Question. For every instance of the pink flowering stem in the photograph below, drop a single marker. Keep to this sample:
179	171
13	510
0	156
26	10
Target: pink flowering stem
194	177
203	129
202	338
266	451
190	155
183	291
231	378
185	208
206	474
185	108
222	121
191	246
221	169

**What you are asked to do**: Every entry must be output again exactly as it was given.

**Written answer**:
Question. For every instance of the pink flowering stem in the photograph below, drop a single marker. Keep to this sample:
179	171
13	510
0	156
26	10
Target: pink flowering stem
194	177
203	129
202	338
266	451
190	155
183	291
231	378
185	208
206	474
185	108
222	121
191	246
221	169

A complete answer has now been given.